- _Records provided_
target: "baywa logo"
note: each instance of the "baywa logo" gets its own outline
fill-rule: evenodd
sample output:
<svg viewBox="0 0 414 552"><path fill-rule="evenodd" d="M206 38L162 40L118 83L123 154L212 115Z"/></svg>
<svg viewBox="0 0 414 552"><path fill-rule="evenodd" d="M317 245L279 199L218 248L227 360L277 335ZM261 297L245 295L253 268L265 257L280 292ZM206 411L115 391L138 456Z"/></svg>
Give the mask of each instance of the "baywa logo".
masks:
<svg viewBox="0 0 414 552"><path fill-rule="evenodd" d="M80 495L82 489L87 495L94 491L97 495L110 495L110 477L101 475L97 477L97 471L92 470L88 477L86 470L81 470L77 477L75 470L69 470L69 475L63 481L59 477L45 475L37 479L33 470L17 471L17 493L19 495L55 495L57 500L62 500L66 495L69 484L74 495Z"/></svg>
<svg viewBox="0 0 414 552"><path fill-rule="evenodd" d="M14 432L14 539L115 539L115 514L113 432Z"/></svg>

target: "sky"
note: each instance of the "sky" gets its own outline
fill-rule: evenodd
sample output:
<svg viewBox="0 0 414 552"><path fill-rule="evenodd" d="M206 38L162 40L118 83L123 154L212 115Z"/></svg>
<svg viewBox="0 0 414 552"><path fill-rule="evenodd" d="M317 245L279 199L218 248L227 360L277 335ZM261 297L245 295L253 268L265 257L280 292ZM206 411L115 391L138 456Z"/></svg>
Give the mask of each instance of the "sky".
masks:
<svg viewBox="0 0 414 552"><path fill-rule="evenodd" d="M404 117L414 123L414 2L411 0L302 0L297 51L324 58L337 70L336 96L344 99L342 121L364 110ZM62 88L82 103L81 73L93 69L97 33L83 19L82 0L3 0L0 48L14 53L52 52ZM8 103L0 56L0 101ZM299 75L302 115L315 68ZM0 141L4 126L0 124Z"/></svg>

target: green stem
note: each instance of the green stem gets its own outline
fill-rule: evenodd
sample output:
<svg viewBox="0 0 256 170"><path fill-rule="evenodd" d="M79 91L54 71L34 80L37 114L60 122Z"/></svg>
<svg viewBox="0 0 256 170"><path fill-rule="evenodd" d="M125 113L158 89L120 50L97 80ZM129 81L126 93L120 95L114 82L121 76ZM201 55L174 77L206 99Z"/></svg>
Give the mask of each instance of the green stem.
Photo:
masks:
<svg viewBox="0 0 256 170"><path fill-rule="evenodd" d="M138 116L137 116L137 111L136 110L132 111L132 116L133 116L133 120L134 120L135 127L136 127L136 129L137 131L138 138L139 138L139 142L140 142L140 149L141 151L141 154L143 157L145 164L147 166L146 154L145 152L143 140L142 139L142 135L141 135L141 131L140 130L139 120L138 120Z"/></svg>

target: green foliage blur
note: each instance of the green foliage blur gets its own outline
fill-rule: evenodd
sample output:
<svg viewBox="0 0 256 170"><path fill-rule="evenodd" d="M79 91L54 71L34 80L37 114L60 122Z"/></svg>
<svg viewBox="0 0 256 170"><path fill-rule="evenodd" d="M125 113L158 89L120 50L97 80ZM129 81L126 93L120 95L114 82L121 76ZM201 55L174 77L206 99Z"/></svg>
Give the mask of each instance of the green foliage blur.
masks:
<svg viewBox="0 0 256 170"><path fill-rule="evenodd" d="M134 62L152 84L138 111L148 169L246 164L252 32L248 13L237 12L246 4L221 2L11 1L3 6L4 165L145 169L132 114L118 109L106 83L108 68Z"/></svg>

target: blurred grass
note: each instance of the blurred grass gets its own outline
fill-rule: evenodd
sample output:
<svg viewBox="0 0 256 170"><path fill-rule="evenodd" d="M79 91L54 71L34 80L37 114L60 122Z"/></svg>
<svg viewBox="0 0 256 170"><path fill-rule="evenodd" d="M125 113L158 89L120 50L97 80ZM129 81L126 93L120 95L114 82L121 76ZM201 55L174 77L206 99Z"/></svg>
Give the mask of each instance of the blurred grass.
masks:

- _What you have to do_
Turn every line of the records above into a numbered list, skipping the blank lines.

- _Response below_
1. target: "baywa logo"
2. note: each instance of the "baywa logo" gets its own outline
3. fill-rule: evenodd
4. sample output:
5. <svg viewBox="0 0 414 552"><path fill-rule="evenodd" d="M206 38L162 40L118 83L123 154L212 115Z"/></svg>
6. <svg viewBox="0 0 414 552"><path fill-rule="evenodd" d="M317 245L279 199L218 248L227 360L277 335ZM261 297L245 295L253 268L265 257L280 292ZM206 411L115 391L138 456Z"/></svg>
7. Give the mask of each instance of the "baywa logo".
8. masks:
9. <svg viewBox="0 0 414 552"><path fill-rule="evenodd" d="M80 495L82 489L87 495L94 491L97 495L110 495L110 477L101 475L97 477L97 471L92 470L88 477L86 470L81 470L77 477L75 470L69 470L69 475L63 481L59 477L45 475L37 479L33 470L17 471L17 493L19 495L55 495L57 500L62 500L66 495L69 484L74 495Z"/></svg>
10. <svg viewBox="0 0 414 552"><path fill-rule="evenodd" d="M14 432L14 539L115 539L115 514L113 432Z"/></svg>
11. target: "sky"
12. note: each instance of the "sky" gets its own outline
13. fill-rule: evenodd
14. sample output:
15. <svg viewBox="0 0 414 552"><path fill-rule="evenodd" d="M206 38L162 40L118 83L123 154L212 115Z"/></svg>
16. <svg viewBox="0 0 414 552"><path fill-rule="evenodd" d="M317 245L279 199L218 248L227 360L277 335ZM261 297L245 295L253 268L265 257L280 292ZM206 411L115 391L138 456Z"/></svg>
17. Give the mask of each instance of the "sky".
18. masks:
19. <svg viewBox="0 0 414 552"><path fill-rule="evenodd" d="M404 117L414 123L414 2L411 0L302 0L297 51L324 58L337 70L336 96L344 99L342 121L364 110ZM62 88L82 103L81 73L93 69L97 33L83 19L82 0L3 0L0 48L14 53L52 52ZM8 103L0 56L0 101ZM299 75L302 115L315 68ZM0 141L4 126L0 124Z"/></svg>
20. target: green stem
21. note: each instance of the green stem gets its own outline
22. fill-rule: evenodd
23. sample output:
24. <svg viewBox="0 0 256 170"><path fill-rule="evenodd" d="M79 91L54 71L34 80L37 114L60 122Z"/></svg>
25. <svg viewBox="0 0 256 170"><path fill-rule="evenodd" d="M125 113L158 89L120 50L97 80ZM129 81L126 93L120 95L114 82L121 76ZM201 55L174 77L206 99Z"/></svg>
26. Give the mask of each instance of the green stem.
27. Photo:
28. masks:
29. <svg viewBox="0 0 256 170"><path fill-rule="evenodd" d="M138 116L137 116L137 111L136 110L132 111L132 116L133 116L133 120L134 120L135 127L136 127L136 129L137 131L138 138L139 138L139 142L140 142L140 149L141 151L141 154L143 157L145 164L147 166L146 154L145 152L143 140L142 139L142 135L141 135L141 131L140 130L139 120L138 120Z"/></svg>
30. target: green foliage blur
31. note: each instance of the green foliage blur gets its own outline
32. fill-rule: evenodd
33. sample output:
34. <svg viewBox="0 0 256 170"><path fill-rule="evenodd" d="M79 91L54 71L34 80L37 114L60 122Z"/></svg>
35. <svg viewBox="0 0 256 170"><path fill-rule="evenodd" d="M125 113L158 89L120 50L97 80ZM129 81L126 93L120 95L114 82L121 76ZM201 55L174 77L206 99Z"/></svg>
36. Give the mask of each instance of the green foliage blur.
37. masks:
38. <svg viewBox="0 0 256 170"><path fill-rule="evenodd" d="M134 62L152 84L138 111L148 169L246 164L252 32L248 13L237 12L246 4L221 2L11 1L3 6L4 165L145 169L132 114L118 109L106 83L108 68Z"/></svg>
39. target: blurred grass
40. note: each instance of the blurred grass gets its own outline
41. fill-rule: evenodd
42. sample output:
43. <svg viewBox="0 0 256 170"><path fill-rule="evenodd" d="M79 91L54 71L34 80L37 114L60 122Z"/></svg>
44. <svg viewBox="0 0 256 170"><path fill-rule="evenodd" d="M125 113L158 89L120 50L97 80ZM129 81L126 93L120 95L114 82L121 76ZM201 55L174 77L206 99Z"/></svg>
45. Give the mask of each instance of the blurred grass.
46. masks:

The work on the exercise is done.